■ **Short exercise**: Copy the data that follows, character for character, minus the pictures.

■ **Records supplied**:
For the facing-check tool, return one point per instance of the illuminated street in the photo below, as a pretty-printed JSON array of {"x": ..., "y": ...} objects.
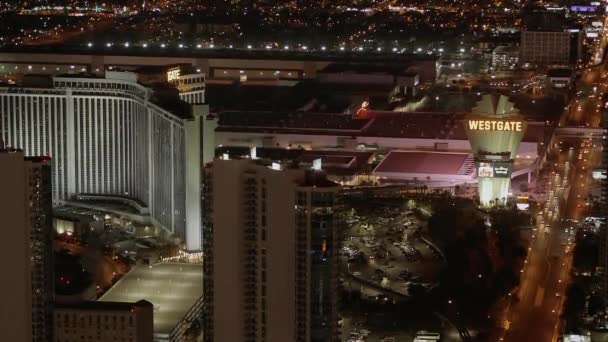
[{"x": 534, "y": 312}]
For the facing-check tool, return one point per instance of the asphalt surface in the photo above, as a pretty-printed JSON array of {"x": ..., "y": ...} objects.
[{"x": 533, "y": 312}]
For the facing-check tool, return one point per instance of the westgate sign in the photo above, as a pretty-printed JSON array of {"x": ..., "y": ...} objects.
[{"x": 495, "y": 125}]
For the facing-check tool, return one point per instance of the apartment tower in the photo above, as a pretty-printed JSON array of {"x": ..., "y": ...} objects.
[
  {"x": 26, "y": 291},
  {"x": 271, "y": 246}
]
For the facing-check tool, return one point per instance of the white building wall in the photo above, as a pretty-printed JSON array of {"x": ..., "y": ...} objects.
[{"x": 96, "y": 131}]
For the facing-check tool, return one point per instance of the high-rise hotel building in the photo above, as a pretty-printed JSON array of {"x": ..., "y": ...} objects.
[
  {"x": 271, "y": 253},
  {"x": 26, "y": 289},
  {"x": 109, "y": 136}
]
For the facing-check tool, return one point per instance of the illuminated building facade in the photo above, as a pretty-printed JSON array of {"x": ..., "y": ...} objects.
[
  {"x": 109, "y": 136},
  {"x": 271, "y": 253},
  {"x": 495, "y": 129},
  {"x": 26, "y": 257}
]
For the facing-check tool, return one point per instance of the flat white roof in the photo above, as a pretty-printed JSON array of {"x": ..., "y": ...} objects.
[{"x": 172, "y": 288}]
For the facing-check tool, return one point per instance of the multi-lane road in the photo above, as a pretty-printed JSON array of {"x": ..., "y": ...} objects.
[{"x": 533, "y": 313}]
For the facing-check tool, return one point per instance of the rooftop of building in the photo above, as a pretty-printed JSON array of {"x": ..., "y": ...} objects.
[
  {"x": 309, "y": 96},
  {"x": 506, "y": 49},
  {"x": 166, "y": 97},
  {"x": 560, "y": 72},
  {"x": 104, "y": 306},
  {"x": 360, "y": 68},
  {"x": 334, "y": 162},
  {"x": 172, "y": 288},
  {"x": 431, "y": 163},
  {"x": 419, "y": 125}
]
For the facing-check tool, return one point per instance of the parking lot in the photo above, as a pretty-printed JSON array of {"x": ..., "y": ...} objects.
[{"x": 386, "y": 248}]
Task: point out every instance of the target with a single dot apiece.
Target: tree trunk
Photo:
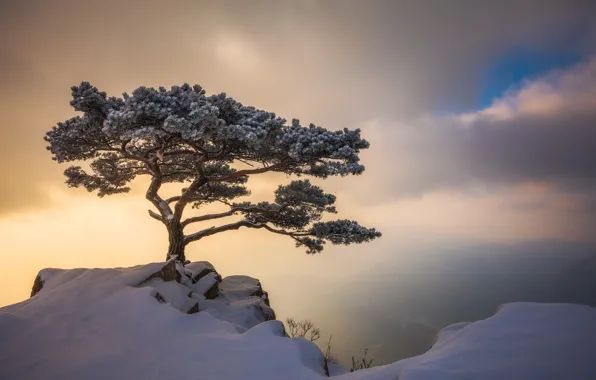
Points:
(176, 239)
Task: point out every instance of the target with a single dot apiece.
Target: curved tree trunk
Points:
(176, 239)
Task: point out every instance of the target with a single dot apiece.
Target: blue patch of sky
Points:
(518, 65)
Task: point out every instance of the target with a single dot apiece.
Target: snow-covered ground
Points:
(150, 322)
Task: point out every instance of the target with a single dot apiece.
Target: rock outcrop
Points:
(197, 287)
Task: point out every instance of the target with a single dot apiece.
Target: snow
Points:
(522, 341)
(97, 324)
(205, 283)
(107, 324)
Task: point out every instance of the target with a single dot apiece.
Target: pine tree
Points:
(181, 135)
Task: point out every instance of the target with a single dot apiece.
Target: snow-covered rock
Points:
(522, 341)
(134, 323)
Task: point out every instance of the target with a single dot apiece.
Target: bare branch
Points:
(242, 223)
(231, 212)
(155, 215)
(247, 172)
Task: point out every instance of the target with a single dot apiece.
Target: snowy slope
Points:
(100, 324)
(133, 323)
(522, 341)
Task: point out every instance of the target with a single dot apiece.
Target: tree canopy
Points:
(182, 135)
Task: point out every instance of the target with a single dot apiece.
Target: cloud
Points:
(542, 132)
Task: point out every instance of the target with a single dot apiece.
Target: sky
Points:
(481, 117)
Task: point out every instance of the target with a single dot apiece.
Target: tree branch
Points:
(155, 215)
(247, 172)
(231, 212)
(242, 223)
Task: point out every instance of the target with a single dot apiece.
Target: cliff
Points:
(162, 321)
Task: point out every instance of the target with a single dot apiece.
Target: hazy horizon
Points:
(481, 118)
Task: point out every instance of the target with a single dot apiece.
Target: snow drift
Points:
(162, 321)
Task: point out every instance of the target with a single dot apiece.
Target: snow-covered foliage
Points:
(108, 324)
(183, 135)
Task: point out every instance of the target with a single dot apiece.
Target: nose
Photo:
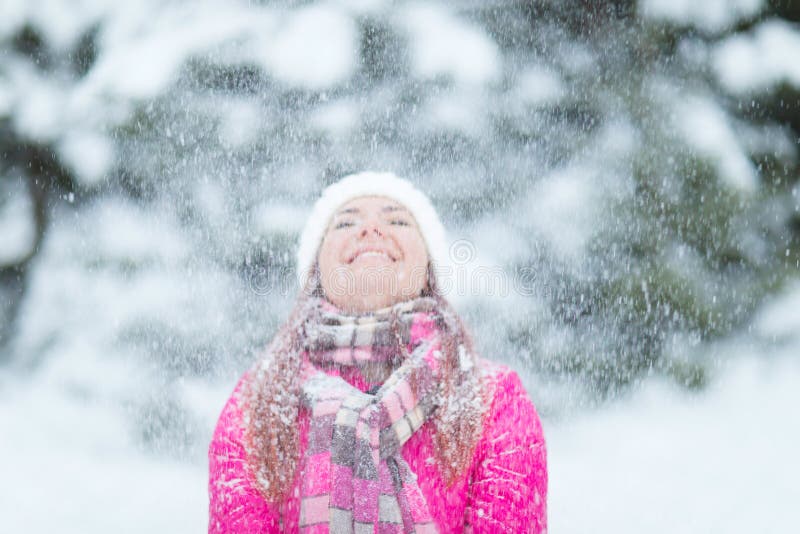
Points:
(371, 227)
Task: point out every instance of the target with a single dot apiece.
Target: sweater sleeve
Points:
(508, 490)
(235, 504)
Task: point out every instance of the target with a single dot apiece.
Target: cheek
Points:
(416, 257)
(329, 252)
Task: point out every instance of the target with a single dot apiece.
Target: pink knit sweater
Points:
(503, 490)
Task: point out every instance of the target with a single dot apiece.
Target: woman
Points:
(369, 411)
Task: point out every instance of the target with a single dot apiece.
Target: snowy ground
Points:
(661, 460)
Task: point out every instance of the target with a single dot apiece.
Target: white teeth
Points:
(373, 253)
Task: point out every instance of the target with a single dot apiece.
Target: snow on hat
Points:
(370, 183)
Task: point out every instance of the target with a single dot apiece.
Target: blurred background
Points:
(630, 168)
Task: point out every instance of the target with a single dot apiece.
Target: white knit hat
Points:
(370, 183)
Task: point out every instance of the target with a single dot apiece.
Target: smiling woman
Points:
(370, 411)
(372, 256)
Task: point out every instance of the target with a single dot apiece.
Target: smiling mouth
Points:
(370, 253)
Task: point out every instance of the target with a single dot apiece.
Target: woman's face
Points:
(372, 255)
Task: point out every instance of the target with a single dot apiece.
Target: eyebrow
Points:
(388, 208)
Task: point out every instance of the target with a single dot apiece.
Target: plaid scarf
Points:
(354, 478)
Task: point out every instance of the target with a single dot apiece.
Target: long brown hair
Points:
(271, 397)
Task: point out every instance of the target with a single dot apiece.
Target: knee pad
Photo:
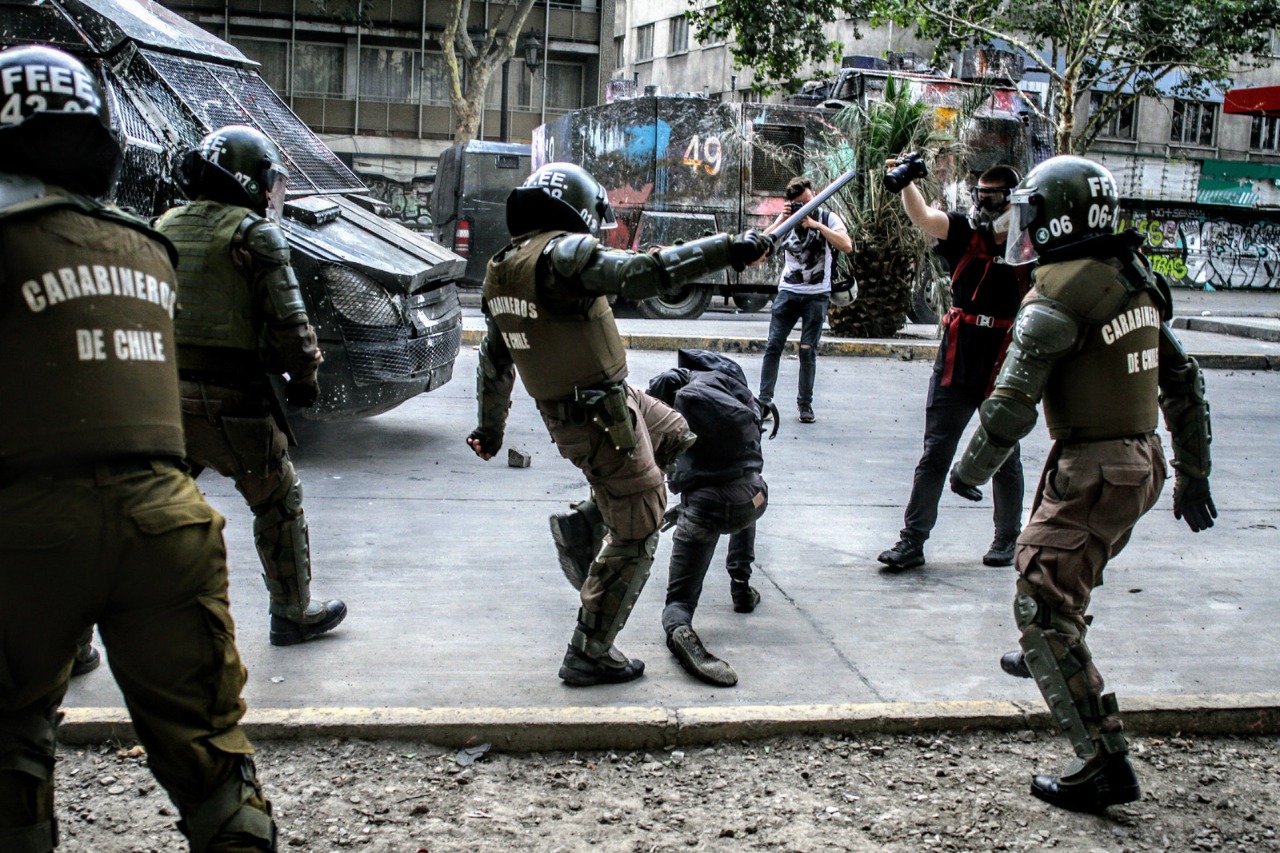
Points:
(236, 812)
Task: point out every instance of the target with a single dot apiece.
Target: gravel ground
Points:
(949, 792)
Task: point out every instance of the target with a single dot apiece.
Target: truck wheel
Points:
(688, 304)
(750, 302)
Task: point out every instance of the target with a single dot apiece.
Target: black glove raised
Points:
(749, 247)
(1193, 502)
(964, 489)
(302, 393)
(489, 443)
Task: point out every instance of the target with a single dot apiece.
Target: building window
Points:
(679, 35)
(1265, 133)
(388, 74)
(1121, 124)
(644, 42)
(1193, 123)
(563, 86)
(272, 56)
(319, 71)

■ **Task output**:
For the facing-check tool, return one point per instance of the illuminated street in the photo below, as a pretty-printed JSON array of {"x": ..., "y": ...} objects.
[{"x": 534, "y": 312}]
For the facing-check tool, return one point per instance of the asphalt surface in the photo above, as a pretty-printed JSON array of {"x": ..., "y": ...} objects.
[{"x": 533, "y": 312}]
For the facing-check tool, return one point per instance of the westgate sign in the photo above, as a pretty-printed JSON array of {"x": ..., "y": ...} objects.
[{"x": 495, "y": 125}]
For the facing-check tool, return one point per instance of the apartment tower in the photo above, as a pretty-printed JSON array of {"x": ..., "y": ...} objects.
[
  {"x": 26, "y": 291},
  {"x": 271, "y": 246}
]
For the facing-check tool, return one point per instance of the white building wall in the photo above, as a pretty-printed JSON array of {"x": ..., "y": ...} objects.
[{"x": 96, "y": 131}]
For the facing-check tool, return one point per instance of the high-rise hotel building in the photo above, as a pretty-printed JSON array of {"x": ..., "y": ...} objects.
[
  {"x": 271, "y": 253},
  {"x": 26, "y": 289},
  {"x": 109, "y": 136}
]
For the facing-check tool, return one point per instance of the illuminated building facade in the photo above, as a pretty-printed JSON array of {"x": ..., "y": ...} objects.
[
  {"x": 109, "y": 136},
  {"x": 271, "y": 253},
  {"x": 495, "y": 129},
  {"x": 26, "y": 257}
]
For the facing-check tool, return one point per instance of the flat white roof in the photo above, as a pretty-printed JSON array of {"x": ..., "y": ...} objects.
[{"x": 172, "y": 288}]
For the facing-check tool, return one point per instance of the multi-lane road in the photo above, as a pretty-printed JSON array of {"x": ..., "y": ...} objects.
[{"x": 533, "y": 313}]
For the facing-check tool, return one point per instance of the rooftop of building in the photo above, as a pretty-printed JSON array of {"x": ..., "y": ...} objects.
[
  {"x": 309, "y": 96},
  {"x": 506, "y": 49},
  {"x": 166, "y": 97},
  {"x": 560, "y": 72},
  {"x": 104, "y": 306},
  {"x": 360, "y": 68},
  {"x": 334, "y": 162},
  {"x": 172, "y": 288},
  {"x": 431, "y": 163},
  {"x": 419, "y": 125}
]
For the facing-check tool, return one point per instance of the parking lot in the photo above, as a pretty-printed JSON array of {"x": ..., "y": ...} objects.
[{"x": 386, "y": 248}]
Task: point out every instance of the target with a single dot apiece.
Target: tree trunk
Photo:
Points:
(176, 239)
Task: point out every instance of the target with a single dot apiece.
Target: curved tree trunk
Points:
(176, 239)
Task: point out every instance of the target with a single dot apiece.
Target: blue patch of sky
Points:
(518, 65)
Task: point out every instance of the target with a single dot apiece.
Target: snow-covered ground
Points:
(150, 322)
Task: point out every instance of the target with a single dot apiece.
Target: rock outcrop
Points:
(197, 287)
Task: point out every instance of the target with a single dot apiece.
Target: snow
Points:
(522, 341)
(97, 324)
(205, 283)
(107, 324)
Task: point out every instance of the target with a single dot apiece.
Target: pine tree
Points:
(181, 135)
Task: point out every instance of the target with a single dot apiece.
Target: snow-covered rock
Points:
(522, 341)
(134, 323)
Task: point out every instance of the target with a single dot apiece.
Target: bare branch
Points:
(242, 223)
(231, 212)
(155, 215)
(247, 172)
Task: point out every instance of the target with a single dot apiece.
Target: snowy slope
Points:
(100, 324)
(133, 323)
(522, 341)
Task: point out every instance of the target with a single dot apiece.
Target: tree canopy
Points:
(182, 135)
Task: point out every instance of the target with a single dot apiece.
Target: cloud
Points:
(542, 132)
Task: point out every instance of the target with a single dot apiece.
Target: sky
Points:
(481, 117)
Task: point out every instance of the target with a single dot apiece.
Target: tree branch
Points:
(155, 215)
(247, 172)
(231, 212)
(242, 223)
Task: point out every instance of the target with a single dot apiece.
Target: cliff
Points:
(162, 321)
Task: point out every instance of the target with a single dot apiece.
Target: hazy horizon
Points:
(481, 118)
Task: point out every instance of the target with a single dot apiece.
Target: snow drift
Points:
(162, 321)
Task: point out every instance of the target with a single dot apiece.
Target: snow-covered foliage
Points:
(108, 324)
(183, 135)
Task: point out every instance of the target with a single dot apiece.
Target: nose
Photo:
Points:
(371, 227)
Task: point out every instance of the target with a single dot apiece.
Target: sweater sleeve
Points:
(508, 490)
(235, 504)
Task: point out every instance of the target with a single dot apiece.
Target: cheek
Points:
(416, 257)
(329, 252)
Task: point out every instance of the target with a single dot apiece.
Target: pink knit sweater
Points:
(503, 490)
Task: point out every instance of the target with a single dot apiece.
Target: woman
Points:
(369, 411)
Task: point out every instance of the target with a single dot apiece.
Target: snowy ground
Points:
(661, 460)
Task: point out every instance of the target with a single dot apiece.
Target: white teeth
Points:
(373, 253)
Task: point out every instance of the target with a single dot apiece.
Target: snow on hat
Points:
(370, 183)
Task: point out every instance of the target with a single dot apiece.
Target: blurred background
Points:
(630, 168)
Task: point out every instance of the target with a single dot apiece.
Target: white knit hat
Points:
(370, 183)
Task: point out every instance of the target with a single dot apiece.
Target: smiling woman
Points:
(370, 411)
(372, 256)
Task: point out every instance of the target with a single dot apiece.
Target: smiling mouth
Points:
(370, 253)
Task: point out every instance of the target with a single dot apiece.
Target: woman's face
Points:
(372, 255)
Task: point out every instance of the target with a single dot apiece.
Target: eyebrow
Points:
(388, 208)
Task: point out every instance of the target with a single dot apiece.
Target: plaid scarf
Points:
(354, 478)
Task: point out every instance of the target with a single dot apiece.
Target: long brown hair
Points:
(271, 397)
Task: point out every instance of the target with a single dot apiece.
Target: knee pad
Photo:
Points:
(236, 812)
Task: point out every instance of the target with a single dot apiece.
Target: gravel ground
Points:
(949, 792)
Task: point out every instance of the target with a single dot apiece.
Target: truck wheel
Points:
(688, 304)
(750, 302)
Task: point out every instance of the target with a single dot apiece.
Target: black glove raised
Points:
(749, 247)
(1193, 502)
(964, 489)
(302, 393)
(489, 443)
Task: point out every instance of the target with a single dot apiece.
Target: building window
Points:
(679, 35)
(1265, 133)
(388, 74)
(1121, 124)
(644, 42)
(1193, 123)
(563, 86)
(272, 56)
(319, 71)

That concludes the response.